- SET EXERCISE: Set out every one of the lines below as a numbered list, skipping blank lines and leaving the pictures out.

>> START

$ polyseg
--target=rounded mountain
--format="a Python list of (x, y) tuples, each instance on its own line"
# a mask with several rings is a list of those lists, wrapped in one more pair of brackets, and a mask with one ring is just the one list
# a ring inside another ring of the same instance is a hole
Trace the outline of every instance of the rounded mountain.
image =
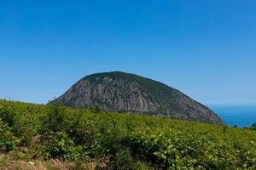
[(180, 91), (120, 71), (87, 76), (50, 104), (224, 124), (213, 111)]

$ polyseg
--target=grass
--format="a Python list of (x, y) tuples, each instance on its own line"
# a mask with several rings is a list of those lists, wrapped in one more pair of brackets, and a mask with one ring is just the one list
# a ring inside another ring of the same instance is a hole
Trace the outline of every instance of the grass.
[(253, 129), (6, 100), (0, 119), (0, 169), (256, 169)]

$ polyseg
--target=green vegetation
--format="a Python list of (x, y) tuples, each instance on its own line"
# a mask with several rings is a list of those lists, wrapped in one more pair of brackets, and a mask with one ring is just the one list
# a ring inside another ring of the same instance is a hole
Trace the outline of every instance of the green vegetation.
[(0, 150), (76, 169), (256, 169), (253, 129), (5, 100)]

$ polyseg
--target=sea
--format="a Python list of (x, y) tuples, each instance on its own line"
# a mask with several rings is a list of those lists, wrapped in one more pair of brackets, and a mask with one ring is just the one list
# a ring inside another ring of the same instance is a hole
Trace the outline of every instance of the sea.
[(256, 105), (209, 106), (229, 126), (251, 127), (256, 122)]

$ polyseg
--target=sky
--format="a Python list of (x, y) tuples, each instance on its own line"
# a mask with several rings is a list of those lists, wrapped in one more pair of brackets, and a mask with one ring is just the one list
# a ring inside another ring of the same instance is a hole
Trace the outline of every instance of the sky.
[(206, 105), (256, 105), (255, 0), (0, 0), (0, 99), (138, 74)]

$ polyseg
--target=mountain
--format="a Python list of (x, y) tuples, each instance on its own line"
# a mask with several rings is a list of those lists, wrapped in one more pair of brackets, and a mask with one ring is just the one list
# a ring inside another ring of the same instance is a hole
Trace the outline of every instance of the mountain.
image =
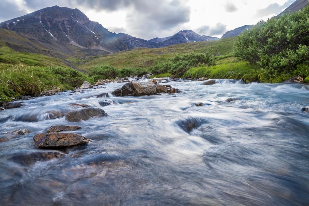
[[(292, 4), (284, 10), (283, 11), (276, 16), (276, 17), (277, 18), (282, 14), (286, 12), (294, 13), (297, 11), (306, 6), (308, 4), (309, 4), (309, 1), (308, 0), (296, 0)], [(233, 30), (227, 32), (222, 36), (221, 38), (224, 39), (224, 38), (238, 36), (245, 30), (250, 29), (254, 26), (254, 25), (245, 25), (241, 27), (236, 28)]]
[(159, 46), (166, 46), (177, 44), (218, 39), (219, 38), (216, 37), (201, 36), (191, 30), (183, 30), (171, 36), (163, 38), (157, 37), (150, 39), (149, 41), (155, 43)]
[(308, 4), (309, 4), (309, 1), (308, 0), (296, 0), (283, 11), (276, 16), (276, 17), (277, 18), (282, 14), (287, 12), (294, 13), (297, 11), (306, 6)]
[(224, 39), (224, 38), (238, 36), (245, 30), (250, 29), (253, 26), (253, 25), (245, 25), (240, 27), (236, 28), (233, 30), (226, 32), (226, 33), (222, 35), (221, 38)]
[(217, 39), (185, 30), (166, 38), (158, 38), (157, 41), (147, 41), (126, 34), (110, 32), (98, 23), (90, 21), (77, 9), (57, 6), (0, 23), (1, 28), (19, 35), (18, 40), (6, 37), (0, 40), (16, 51), (65, 58)]

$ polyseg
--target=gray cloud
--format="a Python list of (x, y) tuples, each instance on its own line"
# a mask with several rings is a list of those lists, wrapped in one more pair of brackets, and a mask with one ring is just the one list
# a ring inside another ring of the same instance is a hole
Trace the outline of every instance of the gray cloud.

>> END

- OUTPUT FOR THIS TASK:
1. $ polyseg
2. --target=rounded mountain
3. --format="a Python list of (x, y) tuples, each instance on its own line"
4. # a mask with several rings is a list of those lists, wrapped in one more pair of brackets, and a mask with one ring is just the one list
5. # a ring inside another ring of the same instance is a hole
6. Trace the outline of every instance of the rounded mountain.
7. image =
8. [(180, 91), (120, 71), (87, 76), (50, 104), (224, 124), (213, 111)]
9. $ polyseg
10. --target=grass
11. --format="a Python list of (x, y) tuples, each instance on its own line"
12. # a mask with several rings is a list of those lists, wrapped in one more pair of brackets, and a mask with one ring is just the one list
13. # a ring inside another ring of the same instance is a hole
14. Trace the outline of every instance of the grass.
15. [(253, 129), (6, 100), (0, 119), (0, 169), (256, 169)]
16. $ polyseg
17. --target=green vegetation
18. --format="a Python list of (x, y) tuples, each instance on its own line"
19. # a mask with several rings is a list of those lists, wrapped in one more pair of brackets, and a mask with one ring is just the one list
20. # a ring inside another ring of the same instance is a hole
21. Trace the outline of every instance of the green vegetation.
22. [(0, 150), (76, 169), (256, 169), (253, 129), (5, 100)]
23. $ polyseg
24. --target=sea
25. --format="a Python list of (x, y) tuples, each instance on its own line"
26. # a mask with several rings is a list of those lists, wrapped in one more pair of brackets, and a mask with one ring is just the one list
27. # a ring inside another ring of the same instance is a hole
28. Trace the outline of every instance of the sea.
29. [(256, 105), (209, 106), (229, 126), (251, 127), (256, 122)]
30. $ polyseg
31. --target=sky
32. --format="a Python list of (x, y) tuples, each instance on its own line"
33. # a mask with several rings is a list of those lists, wrapped in one more pair of brackets, and a mask with one ring is just the one list
34. # a ring inside another ring of the same instance is a hole
35. Trace the outline of every instance of the sky.
36. [(206, 105), (256, 105), (255, 0), (0, 0), (0, 99), (138, 74)]
37. $ polyseg
38. --target=mountain
39. --format="a Python list of (x, y) tuples, each instance on its own line"
40. # a mask with several rings is a list of those lists, wrapped in one more pair of brackets, and a mask with one ring is just the one list
41. # a ring inside another ring of the same instance is a hole
42. Trace the outline of every instance of the mountain.
43. image =
44. [[(292, 4), (284, 10), (283, 11), (276, 16), (276, 17), (277, 18), (282, 14), (286, 12), (294, 13), (297, 11), (306, 6), (308, 4), (309, 4), (309, 1), (308, 0), (296, 0)], [(233, 30), (227, 32), (222, 36), (221, 38), (224, 39), (224, 38), (238, 36), (245, 30), (250, 29), (254, 26), (254, 25), (245, 25), (241, 27), (236, 28)]]
45. [(159, 46), (166, 46), (177, 44), (218, 39), (219, 38), (216, 37), (201, 36), (191, 30), (183, 30), (171, 36), (163, 38), (157, 37), (150, 39), (149, 41), (155, 43)]
46. [(308, 4), (309, 4), (309, 1), (308, 0), (296, 0), (283, 11), (276, 16), (276, 17), (277, 18), (282, 14), (287, 12), (294, 13), (297, 11), (306, 6)]
47. [(224, 39), (224, 38), (238, 36), (245, 30), (250, 29), (253, 26), (253, 25), (245, 25), (240, 27), (236, 28), (233, 30), (226, 32), (226, 33), (222, 35), (221, 38)]
48. [(217, 39), (185, 30), (166, 38), (158, 38), (157, 41), (147, 41), (126, 34), (110, 32), (98, 23), (90, 21), (77, 9), (57, 6), (0, 23), (1, 28), (19, 35), (18, 40), (6, 37), (0, 40), (16, 51), (65, 58)]
49. $ polyseg
50. --target=gray cloud
51. --format="a Python list of (x, y) tuples, each instance on its own line"
52. # a mask with several rings is a list of those lists, wrapped in one more pair of brackets, and a mask with one ring is just the one list
53. # a ring inside another ring of the same instance is a hole
54. Trace the outline of every instance of the gray cloud.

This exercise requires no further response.